- _AIM OF THE EXERCISE_
Write out every one of the records below exactly as they appear, but leave out the pictures.

- _RECORDS PROVIDED_
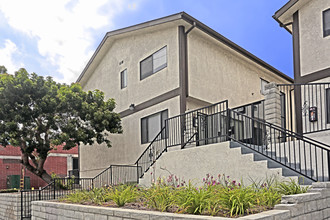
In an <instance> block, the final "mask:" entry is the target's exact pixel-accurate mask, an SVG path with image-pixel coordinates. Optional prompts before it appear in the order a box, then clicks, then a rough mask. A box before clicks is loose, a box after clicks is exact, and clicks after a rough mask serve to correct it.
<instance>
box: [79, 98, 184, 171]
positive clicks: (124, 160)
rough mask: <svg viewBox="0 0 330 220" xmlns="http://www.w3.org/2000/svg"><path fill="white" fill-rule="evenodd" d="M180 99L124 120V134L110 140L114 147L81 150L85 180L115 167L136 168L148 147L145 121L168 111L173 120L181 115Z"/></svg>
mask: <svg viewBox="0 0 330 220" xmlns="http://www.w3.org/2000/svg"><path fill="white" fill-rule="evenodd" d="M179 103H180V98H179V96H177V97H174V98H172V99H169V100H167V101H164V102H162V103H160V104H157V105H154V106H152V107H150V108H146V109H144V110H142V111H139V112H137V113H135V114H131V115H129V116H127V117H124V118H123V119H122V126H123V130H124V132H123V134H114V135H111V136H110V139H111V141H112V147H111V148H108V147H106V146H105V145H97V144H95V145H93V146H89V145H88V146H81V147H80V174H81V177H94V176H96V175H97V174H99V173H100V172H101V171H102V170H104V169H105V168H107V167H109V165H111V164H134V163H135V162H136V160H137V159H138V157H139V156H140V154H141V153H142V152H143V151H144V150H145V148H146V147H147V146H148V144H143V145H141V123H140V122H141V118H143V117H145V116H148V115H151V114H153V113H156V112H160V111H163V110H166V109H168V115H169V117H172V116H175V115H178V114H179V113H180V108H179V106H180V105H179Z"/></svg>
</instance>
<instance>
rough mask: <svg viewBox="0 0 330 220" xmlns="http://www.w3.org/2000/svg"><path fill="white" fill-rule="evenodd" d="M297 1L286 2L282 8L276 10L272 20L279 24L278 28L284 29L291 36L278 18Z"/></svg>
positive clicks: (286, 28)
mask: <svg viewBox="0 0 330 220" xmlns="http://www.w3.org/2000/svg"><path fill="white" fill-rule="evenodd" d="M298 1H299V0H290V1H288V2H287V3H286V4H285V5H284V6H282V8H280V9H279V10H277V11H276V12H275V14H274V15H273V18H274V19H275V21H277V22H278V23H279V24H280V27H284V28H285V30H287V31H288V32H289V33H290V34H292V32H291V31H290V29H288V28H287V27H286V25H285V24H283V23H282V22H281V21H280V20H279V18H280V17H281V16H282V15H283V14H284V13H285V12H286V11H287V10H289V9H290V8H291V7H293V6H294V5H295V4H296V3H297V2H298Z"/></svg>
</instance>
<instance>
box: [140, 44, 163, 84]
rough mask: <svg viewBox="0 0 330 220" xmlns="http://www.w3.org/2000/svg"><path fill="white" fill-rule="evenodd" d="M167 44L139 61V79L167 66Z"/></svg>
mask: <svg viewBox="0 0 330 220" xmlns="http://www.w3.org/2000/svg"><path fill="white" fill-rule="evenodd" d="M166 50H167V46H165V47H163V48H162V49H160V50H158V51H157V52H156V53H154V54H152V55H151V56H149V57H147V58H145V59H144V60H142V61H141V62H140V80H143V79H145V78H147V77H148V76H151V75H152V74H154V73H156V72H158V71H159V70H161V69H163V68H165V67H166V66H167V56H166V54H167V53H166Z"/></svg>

- _ANSWER TO THE EXERCISE_
In an <instance> block, the final "mask:" entry is the target's exact pixel-accurate mask, an SVG path with image-pixel coordinates. Optional prompts before it appear in the order a box, then clicks, then a rough mask. A box before clicks is loose, a box after clicks is exact, and clicks after a rough mask serve to correct it.
<instance>
box: [79, 98, 184, 171]
positive clicks: (124, 160)
rough mask: <svg viewBox="0 0 330 220" xmlns="http://www.w3.org/2000/svg"><path fill="white" fill-rule="evenodd" d="M180 99L124 120V134L110 140L114 147L81 150L85 180L115 167L136 168L148 147L145 121L168 111L173 120L181 115Z"/></svg>
mask: <svg viewBox="0 0 330 220" xmlns="http://www.w3.org/2000/svg"><path fill="white" fill-rule="evenodd" d="M179 103H180V98H179V96H177V97H174V98H172V99H169V100H167V101H164V102H162V103H160V104H157V105H154V106H152V107H150V108H146V109H144V110H142V111H139V112H137V113H135V114H131V115H129V116H127V117H124V118H123V119H122V126H123V130H124V132H123V134H114V135H111V136H110V139H111V141H112V147H111V148H108V147H106V146H105V145H97V144H95V145H93V146H89V145H88V146H81V147H80V174H81V177H94V176H96V175H97V174H99V173H100V172H101V171H102V170H104V169H105V168H107V167H109V165H111V164H134V163H135V162H136V160H137V159H138V157H139V156H140V154H141V153H142V152H143V151H144V150H145V148H146V147H147V146H148V144H143V145H141V123H140V122H141V118H143V117H145V116H148V115H151V114H153V113H156V112H160V111H163V110H166V109H168V115H169V117H172V116H175V115H178V114H179V113H180V108H179V106H180V105H179Z"/></svg>
</instance>
<instance>
rough mask: <svg viewBox="0 0 330 220" xmlns="http://www.w3.org/2000/svg"><path fill="white" fill-rule="evenodd" d="M297 1L286 2L282 8L276 10L272 20L279 24L278 28L284 29L291 36L278 18Z"/></svg>
positive clicks: (286, 28)
mask: <svg viewBox="0 0 330 220" xmlns="http://www.w3.org/2000/svg"><path fill="white" fill-rule="evenodd" d="M298 1H299V0H290V1H288V2H287V3H286V4H285V5H284V6H282V8H280V9H279V10H277V11H276V12H275V14H274V15H273V18H274V19H275V21H277V22H278V23H279V24H280V27H284V28H285V30H287V31H288V32H289V33H290V34H292V32H291V31H290V29H288V28H287V27H286V25H285V24H283V23H282V22H281V21H280V20H279V18H280V17H281V16H282V15H283V14H284V13H285V12H286V11H287V10H289V9H290V8H291V7H293V6H294V5H295V4H296V3H297V2H298Z"/></svg>
</instance>
<instance>
box: [140, 44, 163, 84]
rough mask: <svg viewBox="0 0 330 220" xmlns="http://www.w3.org/2000/svg"><path fill="white" fill-rule="evenodd" d="M167 44L139 61V79L167 66Z"/></svg>
mask: <svg viewBox="0 0 330 220" xmlns="http://www.w3.org/2000/svg"><path fill="white" fill-rule="evenodd" d="M166 50H167V46H165V47H163V48H162V49H160V50H158V51H157V52H156V53H154V54H152V55H151V56H149V57H147V58H145V59H144V60H142V61H141V62H140V80H143V79H145V78H147V77H148V76H151V75H152V74H154V73H156V72H158V71H159V70H161V69H163V68H165V67H166V66H167V56H166V54H167V53H166Z"/></svg>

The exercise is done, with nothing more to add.